Problem details: Until you reach the line containing "box: [216, 154, 228, 174]", reproduce each line of the listing exactly, please, and include that line as well.

:: Data

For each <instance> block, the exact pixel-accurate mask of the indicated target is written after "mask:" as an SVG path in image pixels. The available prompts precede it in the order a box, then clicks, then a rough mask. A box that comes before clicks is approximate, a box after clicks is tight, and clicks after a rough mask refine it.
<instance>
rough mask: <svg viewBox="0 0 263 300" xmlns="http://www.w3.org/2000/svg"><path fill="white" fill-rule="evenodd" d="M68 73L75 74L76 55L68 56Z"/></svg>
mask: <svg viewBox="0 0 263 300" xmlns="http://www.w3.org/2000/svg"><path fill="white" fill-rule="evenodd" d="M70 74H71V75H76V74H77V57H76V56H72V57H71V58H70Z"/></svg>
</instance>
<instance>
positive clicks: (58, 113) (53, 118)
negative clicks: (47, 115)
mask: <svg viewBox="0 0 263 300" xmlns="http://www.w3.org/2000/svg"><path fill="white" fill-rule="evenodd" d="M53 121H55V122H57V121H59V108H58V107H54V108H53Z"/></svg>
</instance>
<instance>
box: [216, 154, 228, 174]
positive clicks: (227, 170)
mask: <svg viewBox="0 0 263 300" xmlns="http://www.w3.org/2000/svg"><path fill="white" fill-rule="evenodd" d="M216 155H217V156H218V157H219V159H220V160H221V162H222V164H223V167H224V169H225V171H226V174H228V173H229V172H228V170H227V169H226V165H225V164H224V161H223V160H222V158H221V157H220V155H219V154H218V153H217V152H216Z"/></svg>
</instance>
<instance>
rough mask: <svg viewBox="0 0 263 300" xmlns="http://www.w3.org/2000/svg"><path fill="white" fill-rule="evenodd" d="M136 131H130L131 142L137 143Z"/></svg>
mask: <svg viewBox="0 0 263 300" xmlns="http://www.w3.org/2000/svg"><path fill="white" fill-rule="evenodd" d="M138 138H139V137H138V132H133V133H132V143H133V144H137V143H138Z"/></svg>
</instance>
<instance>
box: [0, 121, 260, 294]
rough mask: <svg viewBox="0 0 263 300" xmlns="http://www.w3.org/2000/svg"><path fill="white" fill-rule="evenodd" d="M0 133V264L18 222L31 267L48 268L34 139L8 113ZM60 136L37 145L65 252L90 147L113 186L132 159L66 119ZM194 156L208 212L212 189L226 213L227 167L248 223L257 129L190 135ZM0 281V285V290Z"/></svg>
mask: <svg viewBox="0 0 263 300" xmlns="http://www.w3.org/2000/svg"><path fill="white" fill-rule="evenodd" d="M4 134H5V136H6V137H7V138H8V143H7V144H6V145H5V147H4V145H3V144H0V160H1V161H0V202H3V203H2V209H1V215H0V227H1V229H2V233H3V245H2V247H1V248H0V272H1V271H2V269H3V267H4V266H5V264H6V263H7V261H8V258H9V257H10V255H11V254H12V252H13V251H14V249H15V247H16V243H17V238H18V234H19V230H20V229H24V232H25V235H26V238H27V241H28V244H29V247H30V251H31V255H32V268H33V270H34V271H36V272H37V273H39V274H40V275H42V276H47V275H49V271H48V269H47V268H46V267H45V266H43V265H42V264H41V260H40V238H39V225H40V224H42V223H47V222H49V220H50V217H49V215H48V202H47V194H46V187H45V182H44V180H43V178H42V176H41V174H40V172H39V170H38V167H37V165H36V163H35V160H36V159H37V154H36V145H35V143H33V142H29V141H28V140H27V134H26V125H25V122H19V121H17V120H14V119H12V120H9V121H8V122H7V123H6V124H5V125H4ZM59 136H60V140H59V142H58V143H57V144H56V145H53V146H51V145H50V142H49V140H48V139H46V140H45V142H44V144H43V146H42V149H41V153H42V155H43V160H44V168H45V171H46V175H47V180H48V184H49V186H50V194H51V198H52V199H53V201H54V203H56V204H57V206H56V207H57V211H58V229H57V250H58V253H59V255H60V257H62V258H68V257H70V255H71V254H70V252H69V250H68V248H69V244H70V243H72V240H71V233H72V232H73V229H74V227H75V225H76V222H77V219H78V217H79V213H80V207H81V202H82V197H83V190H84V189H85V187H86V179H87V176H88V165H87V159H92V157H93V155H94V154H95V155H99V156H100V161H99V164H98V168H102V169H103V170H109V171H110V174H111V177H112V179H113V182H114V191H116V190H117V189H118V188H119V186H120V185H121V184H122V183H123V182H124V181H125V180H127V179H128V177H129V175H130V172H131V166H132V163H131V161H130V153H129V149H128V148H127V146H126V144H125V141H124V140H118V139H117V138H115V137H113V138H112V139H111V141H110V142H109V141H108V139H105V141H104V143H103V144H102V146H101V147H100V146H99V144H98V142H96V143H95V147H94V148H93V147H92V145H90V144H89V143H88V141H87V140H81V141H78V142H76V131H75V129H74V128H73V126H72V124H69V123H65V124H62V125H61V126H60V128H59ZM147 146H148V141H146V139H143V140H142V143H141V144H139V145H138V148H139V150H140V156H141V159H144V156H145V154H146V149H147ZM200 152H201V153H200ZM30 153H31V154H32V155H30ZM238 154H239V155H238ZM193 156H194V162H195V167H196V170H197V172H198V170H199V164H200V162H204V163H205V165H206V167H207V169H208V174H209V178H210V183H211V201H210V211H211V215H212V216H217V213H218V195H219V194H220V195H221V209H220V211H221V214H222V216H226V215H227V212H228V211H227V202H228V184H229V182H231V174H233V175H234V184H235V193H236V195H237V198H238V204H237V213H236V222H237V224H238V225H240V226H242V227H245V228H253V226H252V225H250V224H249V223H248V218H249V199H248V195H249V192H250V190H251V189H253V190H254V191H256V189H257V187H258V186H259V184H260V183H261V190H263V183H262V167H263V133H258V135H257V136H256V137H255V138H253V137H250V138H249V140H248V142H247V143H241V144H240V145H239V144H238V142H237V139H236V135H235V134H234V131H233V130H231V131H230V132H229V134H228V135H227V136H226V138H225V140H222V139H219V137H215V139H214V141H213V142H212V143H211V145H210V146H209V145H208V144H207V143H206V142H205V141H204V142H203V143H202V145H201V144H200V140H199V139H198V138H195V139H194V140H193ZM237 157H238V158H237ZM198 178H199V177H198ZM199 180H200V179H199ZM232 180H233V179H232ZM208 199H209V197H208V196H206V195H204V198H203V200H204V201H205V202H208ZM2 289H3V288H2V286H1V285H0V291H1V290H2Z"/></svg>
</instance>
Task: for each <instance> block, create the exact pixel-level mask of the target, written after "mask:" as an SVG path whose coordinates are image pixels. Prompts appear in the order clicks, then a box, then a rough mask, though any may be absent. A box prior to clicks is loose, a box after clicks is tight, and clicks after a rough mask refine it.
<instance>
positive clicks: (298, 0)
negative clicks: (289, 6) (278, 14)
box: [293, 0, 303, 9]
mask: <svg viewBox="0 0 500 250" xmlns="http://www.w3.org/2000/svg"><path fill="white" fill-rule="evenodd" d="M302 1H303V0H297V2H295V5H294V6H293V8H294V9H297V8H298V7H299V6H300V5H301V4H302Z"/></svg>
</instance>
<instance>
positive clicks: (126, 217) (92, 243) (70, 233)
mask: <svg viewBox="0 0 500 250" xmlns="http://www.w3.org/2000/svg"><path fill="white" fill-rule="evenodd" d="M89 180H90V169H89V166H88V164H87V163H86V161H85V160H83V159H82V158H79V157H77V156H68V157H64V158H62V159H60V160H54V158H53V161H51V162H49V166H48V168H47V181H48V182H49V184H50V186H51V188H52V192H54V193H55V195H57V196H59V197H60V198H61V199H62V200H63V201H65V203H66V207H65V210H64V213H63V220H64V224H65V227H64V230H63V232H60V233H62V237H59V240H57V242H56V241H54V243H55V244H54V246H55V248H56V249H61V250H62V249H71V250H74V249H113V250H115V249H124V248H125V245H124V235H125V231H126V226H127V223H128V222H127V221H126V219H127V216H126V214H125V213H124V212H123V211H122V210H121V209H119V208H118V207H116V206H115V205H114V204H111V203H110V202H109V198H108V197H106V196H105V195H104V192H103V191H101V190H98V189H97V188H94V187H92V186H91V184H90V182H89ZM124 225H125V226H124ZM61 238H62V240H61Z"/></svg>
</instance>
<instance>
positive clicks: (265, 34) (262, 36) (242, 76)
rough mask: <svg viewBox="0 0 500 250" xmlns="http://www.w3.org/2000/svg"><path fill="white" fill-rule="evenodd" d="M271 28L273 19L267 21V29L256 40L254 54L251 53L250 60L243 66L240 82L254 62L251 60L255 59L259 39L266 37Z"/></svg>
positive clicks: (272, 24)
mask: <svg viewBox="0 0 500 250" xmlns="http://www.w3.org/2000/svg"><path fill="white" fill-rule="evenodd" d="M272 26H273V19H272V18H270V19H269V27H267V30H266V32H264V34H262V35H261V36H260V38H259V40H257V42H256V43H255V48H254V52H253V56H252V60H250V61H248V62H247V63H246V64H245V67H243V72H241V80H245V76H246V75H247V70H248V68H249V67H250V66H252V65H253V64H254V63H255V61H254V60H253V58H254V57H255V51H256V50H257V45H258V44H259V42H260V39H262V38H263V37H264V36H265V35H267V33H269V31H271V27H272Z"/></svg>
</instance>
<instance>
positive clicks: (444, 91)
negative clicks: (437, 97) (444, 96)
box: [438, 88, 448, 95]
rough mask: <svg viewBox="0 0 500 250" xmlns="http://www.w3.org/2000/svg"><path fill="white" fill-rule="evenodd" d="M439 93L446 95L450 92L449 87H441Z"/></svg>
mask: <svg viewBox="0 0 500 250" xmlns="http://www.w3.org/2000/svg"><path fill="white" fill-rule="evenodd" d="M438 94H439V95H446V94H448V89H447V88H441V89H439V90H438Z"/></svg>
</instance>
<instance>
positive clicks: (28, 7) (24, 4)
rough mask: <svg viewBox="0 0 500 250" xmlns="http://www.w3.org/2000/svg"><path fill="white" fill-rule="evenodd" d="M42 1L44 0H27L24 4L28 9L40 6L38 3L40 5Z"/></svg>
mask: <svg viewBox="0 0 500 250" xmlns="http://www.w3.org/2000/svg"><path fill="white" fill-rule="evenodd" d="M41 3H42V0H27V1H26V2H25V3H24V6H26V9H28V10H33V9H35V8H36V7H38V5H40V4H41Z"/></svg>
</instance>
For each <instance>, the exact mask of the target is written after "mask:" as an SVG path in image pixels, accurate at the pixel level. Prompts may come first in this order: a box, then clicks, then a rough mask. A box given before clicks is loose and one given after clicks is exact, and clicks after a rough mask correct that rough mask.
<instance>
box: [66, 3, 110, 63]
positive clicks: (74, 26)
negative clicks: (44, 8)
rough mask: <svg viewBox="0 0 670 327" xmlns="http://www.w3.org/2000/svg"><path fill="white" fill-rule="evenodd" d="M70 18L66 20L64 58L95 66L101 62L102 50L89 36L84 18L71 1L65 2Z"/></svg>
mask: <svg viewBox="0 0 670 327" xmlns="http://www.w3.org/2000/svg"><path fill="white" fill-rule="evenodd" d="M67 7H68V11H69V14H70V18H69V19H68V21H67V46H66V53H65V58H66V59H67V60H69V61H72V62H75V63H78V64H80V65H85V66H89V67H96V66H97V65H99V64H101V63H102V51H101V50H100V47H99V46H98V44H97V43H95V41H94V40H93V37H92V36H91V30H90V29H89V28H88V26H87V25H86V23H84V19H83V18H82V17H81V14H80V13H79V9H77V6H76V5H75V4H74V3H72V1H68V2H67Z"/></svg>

::::

Task result:
For each <instance> block, the exact pixel-accurate mask of the indicated target is written after "mask:" as an SVG path in image pixels. The available prompts precede it in the order a box, then clicks, then a rough mask. A box that comes before clicks is approximate, a box after clicks is tight, and clicks after a rough mask refine it.
<instance>
rough mask: <svg viewBox="0 0 263 300" xmlns="http://www.w3.org/2000/svg"><path fill="white" fill-rule="evenodd" d="M68 73L75 74L76 55L68 56Z"/></svg>
mask: <svg viewBox="0 0 263 300" xmlns="http://www.w3.org/2000/svg"><path fill="white" fill-rule="evenodd" d="M70 74H71V75H76V74H77V57H76V56H72V57H71V58H70Z"/></svg>
</instance>
<instance>
positive clicks: (58, 113) (53, 118)
negative clicks: (47, 115)
mask: <svg viewBox="0 0 263 300" xmlns="http://www.w3.org/2000/svg"><path fill="white" fill-rule="evenodd" d="M53 121H55V122H57V121H59V108H58V107H54V108H53Z"/></svg>
</instance>
<instance>
box: [216, 154, 228, 174]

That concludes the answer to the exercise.